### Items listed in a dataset
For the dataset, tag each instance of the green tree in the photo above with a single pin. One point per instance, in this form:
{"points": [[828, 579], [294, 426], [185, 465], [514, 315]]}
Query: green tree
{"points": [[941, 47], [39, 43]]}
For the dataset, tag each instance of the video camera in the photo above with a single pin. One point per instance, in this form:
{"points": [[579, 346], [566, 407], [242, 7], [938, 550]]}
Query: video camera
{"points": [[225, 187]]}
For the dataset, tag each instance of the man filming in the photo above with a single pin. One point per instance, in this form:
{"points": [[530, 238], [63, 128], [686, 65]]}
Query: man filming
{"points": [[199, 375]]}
---
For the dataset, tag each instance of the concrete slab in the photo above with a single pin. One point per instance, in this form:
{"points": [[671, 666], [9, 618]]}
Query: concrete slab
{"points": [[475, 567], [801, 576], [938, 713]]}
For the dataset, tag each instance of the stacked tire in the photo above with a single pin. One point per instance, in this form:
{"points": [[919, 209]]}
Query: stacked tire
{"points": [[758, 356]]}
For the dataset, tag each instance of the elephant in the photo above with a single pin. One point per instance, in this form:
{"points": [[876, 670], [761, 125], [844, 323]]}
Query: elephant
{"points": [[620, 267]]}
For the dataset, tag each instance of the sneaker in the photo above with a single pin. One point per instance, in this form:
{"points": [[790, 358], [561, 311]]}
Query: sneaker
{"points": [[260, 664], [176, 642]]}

### YOUR ASSIGNMENT
Whenever a line of the data includes "above", copy that line.

### RESPONSE FOR THIS EXERCISE
For the dataset, tag each instance of the green tree in the photo above with a single pin. One point per instance, in this form:
For the dataset, tag each instance of the video camera in the photo above with a single pin. One point per instance, in this form:
For the dataset, tag each instance of the man filming in the photo above with a single pin. One point per instance, in this form:
For the dataset, tag each instance of the concrete slab in the photo above with a single pin. One point per instance, in this form:
For the dataset, tag each instance of the stacked tire in the photo above with a single pin. One point per instance, in this form:
For the dataset, tag each instance of the elephant in the photo above with a single pin. One point per instance, in this form:
For the dataset, tag each instance of the sneaker in the photo above with a single pin. One point per instance, in this form:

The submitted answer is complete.